Passage:
- - -

I only got about 2-3 hours of sleep on this "red-eye" and was utterly delirious coming into Johannesburg. Due to South Africa's customs system, we had to go through customs, collect our baggage, re-check our bags, and go through security once again to make our connecting flight to Cape Town. It was a little bit too close for comfort, and I was pretty positive we were going to miss it, but I got another stamp and we got on the plane, so things worked out.

We landed in Cape Town around noon and proceeded to another bus that would take us to a look-out point over the city. While on the ride from the Sao Paulo airport to the city center, I remember being absolutely overjoyed, practically euphoric, at all of the sights and newness. I didn't really feel that this afternoon, and it worried me for a few reasons.

1) I've been looking forward to visiting South Africa for years. It has always been one of my top travel destinations, and I expected to feel some sense of fulfillment upon reaching this country I've dreamed about for so long.

2) It's a new country!!! I love to travel!!! Why am I not stoked out of my mind???!

And perhaps most disconcerting of all,

3) Shouldn't I feel some sense of returning home? According to some DNA tests taken by my family recently, I am almost a quarter West African. I thought that touching down in the continent that served as home to a quarter of my ancestors would feel comforting or revelationary. But I just feel tired and confused and lost. It doesn't seem familiar in the way that New Orleans did when I went there a few years ago, and I sort of expected it would.

BUT, I'm trying to cut myself some slack. So, rebuttals to my three anxieties.

1) I have only been lucid in Cape Town daylight for about two hours. Plus, I've always dreamed of going on a safari or something, not necessarily staying in a city. So, I have to give myself some time to explore and grow to appreciate this other part of South Africa.

2) I'm exhausted. I have been travelling for about fourteen straight hours, and I have been living out of a suitcase for almost three months now. (Actually, including Costa Rica, it'll be three straight months in three days.) This is my last country before home, and as excited as I am to be in this incredible, thought-provoking, wonderful place, it's hard to be ecstatic when in the back of my mind I"m counting down the hours to my flight to JFK.

- - -

Material supplied:
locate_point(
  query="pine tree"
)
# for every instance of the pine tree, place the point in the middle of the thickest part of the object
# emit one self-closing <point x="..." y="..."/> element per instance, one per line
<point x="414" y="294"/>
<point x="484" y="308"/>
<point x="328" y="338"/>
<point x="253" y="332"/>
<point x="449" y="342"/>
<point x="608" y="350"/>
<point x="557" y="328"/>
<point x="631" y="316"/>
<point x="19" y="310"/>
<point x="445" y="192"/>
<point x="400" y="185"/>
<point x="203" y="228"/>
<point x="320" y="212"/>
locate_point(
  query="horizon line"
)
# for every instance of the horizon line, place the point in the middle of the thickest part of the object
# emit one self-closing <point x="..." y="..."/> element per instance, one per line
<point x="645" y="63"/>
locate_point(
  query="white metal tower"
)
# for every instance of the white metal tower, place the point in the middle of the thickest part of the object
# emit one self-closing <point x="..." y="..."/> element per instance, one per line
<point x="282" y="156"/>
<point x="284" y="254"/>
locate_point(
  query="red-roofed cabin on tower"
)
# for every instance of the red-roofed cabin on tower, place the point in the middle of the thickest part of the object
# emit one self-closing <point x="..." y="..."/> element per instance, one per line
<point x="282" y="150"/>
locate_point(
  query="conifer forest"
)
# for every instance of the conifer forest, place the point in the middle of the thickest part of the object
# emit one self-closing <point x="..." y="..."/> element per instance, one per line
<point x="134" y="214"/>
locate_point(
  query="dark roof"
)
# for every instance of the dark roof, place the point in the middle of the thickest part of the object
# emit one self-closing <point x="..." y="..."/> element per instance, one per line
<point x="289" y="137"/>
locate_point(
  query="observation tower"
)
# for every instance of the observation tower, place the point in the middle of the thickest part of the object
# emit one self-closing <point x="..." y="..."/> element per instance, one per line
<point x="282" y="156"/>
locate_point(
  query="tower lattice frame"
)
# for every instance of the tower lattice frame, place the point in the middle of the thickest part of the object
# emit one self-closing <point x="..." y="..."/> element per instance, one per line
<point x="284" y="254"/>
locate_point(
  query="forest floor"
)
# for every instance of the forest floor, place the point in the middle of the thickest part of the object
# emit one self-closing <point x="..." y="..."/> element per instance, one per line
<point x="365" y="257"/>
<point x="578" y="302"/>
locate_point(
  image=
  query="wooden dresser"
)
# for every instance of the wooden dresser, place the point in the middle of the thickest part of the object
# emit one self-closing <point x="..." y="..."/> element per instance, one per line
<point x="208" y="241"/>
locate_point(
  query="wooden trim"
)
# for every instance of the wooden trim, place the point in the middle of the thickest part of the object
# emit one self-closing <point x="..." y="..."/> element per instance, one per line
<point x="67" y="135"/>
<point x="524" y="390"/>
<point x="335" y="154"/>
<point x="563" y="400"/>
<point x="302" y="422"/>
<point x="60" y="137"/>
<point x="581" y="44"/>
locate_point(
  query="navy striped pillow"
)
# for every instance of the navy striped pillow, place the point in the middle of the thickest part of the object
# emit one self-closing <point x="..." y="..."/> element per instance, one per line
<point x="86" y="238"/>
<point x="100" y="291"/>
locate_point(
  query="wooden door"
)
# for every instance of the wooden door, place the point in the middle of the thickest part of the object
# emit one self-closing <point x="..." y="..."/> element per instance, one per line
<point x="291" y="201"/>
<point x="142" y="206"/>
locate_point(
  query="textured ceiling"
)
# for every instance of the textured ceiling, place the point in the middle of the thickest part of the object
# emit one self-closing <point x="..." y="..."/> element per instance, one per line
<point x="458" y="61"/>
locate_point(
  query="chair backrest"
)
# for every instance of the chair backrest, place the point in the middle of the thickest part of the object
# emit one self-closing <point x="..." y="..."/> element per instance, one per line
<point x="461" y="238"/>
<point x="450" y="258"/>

- - -

Exercise A:
In the travel passage, rewrite the paragraph beginning "I only got about 2-3 hours of sleep" as a shorter version that keeps its main facts.
Exercise B:
Write out the part of the travel passage starting at "2) It's a new" and ending at "expected it would.".
Exercise C:
According to the travel passage, how much of the writer's ancestry is West African, based on the family's recent DNA tests?

Task answer A:
After only 2-3 hours of sleep on the red-eye, I arrived in Johannesburg delirious. South Africa's customs system meant we had to clear customs, collect our baggage, re-check it, and pass through security again before our connecting flight to Cape Town. I was fairly sure we would miss it, but I got another stamp and we made the plane.

Task answer B:
2) It's a new country!!! I love to travel!!! Why am I not stoked out of my mind???!

And perhaps most disconcerting of all,

3) Shouldn't I feel some sense of returning home? According to some DNA tests taken by my family recently, I am almost a quarter West African. I thought that touching down in the continent that served as home to a quarter of my ancestors would feel comforting or revelationary. But I just feel tired and confused and lost. It doesn't seem familiar in the way that New Orleans did when I went there a few years ago, and I sort of expected it would.

Task answer C:
Almost a quarter.